Exercise objective: Copy out every record below, word for word.

○ ○ ○

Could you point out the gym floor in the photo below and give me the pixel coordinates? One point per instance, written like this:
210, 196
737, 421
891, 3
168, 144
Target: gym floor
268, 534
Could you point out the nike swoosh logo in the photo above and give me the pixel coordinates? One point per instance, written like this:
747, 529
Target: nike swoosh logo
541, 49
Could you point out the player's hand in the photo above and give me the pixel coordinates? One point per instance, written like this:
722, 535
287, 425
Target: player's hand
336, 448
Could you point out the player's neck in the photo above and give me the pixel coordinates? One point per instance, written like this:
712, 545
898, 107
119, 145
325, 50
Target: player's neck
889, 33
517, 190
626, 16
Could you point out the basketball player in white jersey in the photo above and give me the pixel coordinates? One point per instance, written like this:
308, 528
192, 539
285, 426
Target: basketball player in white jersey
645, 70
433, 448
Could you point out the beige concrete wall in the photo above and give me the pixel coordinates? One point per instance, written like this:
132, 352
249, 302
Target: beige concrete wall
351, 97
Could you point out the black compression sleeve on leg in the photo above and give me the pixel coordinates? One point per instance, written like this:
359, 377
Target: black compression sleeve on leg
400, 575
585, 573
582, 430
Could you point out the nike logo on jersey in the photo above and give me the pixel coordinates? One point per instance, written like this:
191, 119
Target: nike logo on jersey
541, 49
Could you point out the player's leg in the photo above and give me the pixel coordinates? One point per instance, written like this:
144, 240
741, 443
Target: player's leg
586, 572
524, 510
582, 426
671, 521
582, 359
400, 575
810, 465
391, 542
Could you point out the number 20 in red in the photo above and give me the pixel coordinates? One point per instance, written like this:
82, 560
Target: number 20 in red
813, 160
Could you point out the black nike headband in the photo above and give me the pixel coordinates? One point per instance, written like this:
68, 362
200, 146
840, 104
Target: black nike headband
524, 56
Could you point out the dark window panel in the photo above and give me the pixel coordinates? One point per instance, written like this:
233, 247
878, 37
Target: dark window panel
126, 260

○ ○ ○

Solution:
Could you point out the gym floor in the photo below and give me the pixel coordinates? One point per instance, written like this:
210, 196
737, 421
891, 3
168, 144
Target: gym floor
268, 534
Could you point out the nike swoosh logo in the photo above and give me the pixel coordinates? One point per instance, written like this:
747, 529
Target: nike swoosh logo
541, 49
Could you point out the player's hand in the photo above and give me the pixel coordinates? One point per instance, written like this:
722, 535
287, 425
Target: player's hand
336, 448
Could you point out the player's neck in the photo above and give me the pixel coordinates? One point per instance, written like this:
712, 545
898, 107
119, 145
325, 50
Target: player's neck
889, 33
517, 190
626, 16
Could you point out the basketball player in white jersey in the photo above and give me the pixel coordinates? One point per instance, written like this:
308, 528
192, 539
285, 426
Target: basketball player in white jersey
645, 70
433, 448
Could you point out the beige concrete wall in the photo above and give me the pixel coordinates? One point per instance, written like this:
132, 352
249, 302
Target: beige concrete wall
351, 97
Could you point out the black compression sleeve on leg in the photo above and give me the pixel coordinates? One point per instance, written like this:
359, 377
Target: black compression sleeve on leg
400, 575
585, 573
582, 430
Could you point out the nike logo on jersey in the photo above and give me the pixel coordinates? One point per instance, written like this:
191, 119
Target: nike logo on jersey
541, 49
Could you point out the player's leg in the photo above and give me the pixel coordinates? One point per instance, written like this:
144, 240
741, 443
Target: player's leg
586, 572
524, 510
582, 426
671, 521
582, 359
400, 575
810, 465
391, 542
Could you point out the number 20 in red in the photo above and give me the pixel coordinates? One point per instance, written like this:
82, 560
Target: number 20 in red
813, 160
Could you point out the black nike headband in the photo above and give me the pixel coordinates? One point per instance, written like this:
68, 362
200, 146
840, 104
Target: black nike headband
524, 56
Could you point out the dark window panel in the photo above and give me the pixel coordinates? One point per instance, written like this:
233, 247
878, 37
Target: dark window panel
126, 260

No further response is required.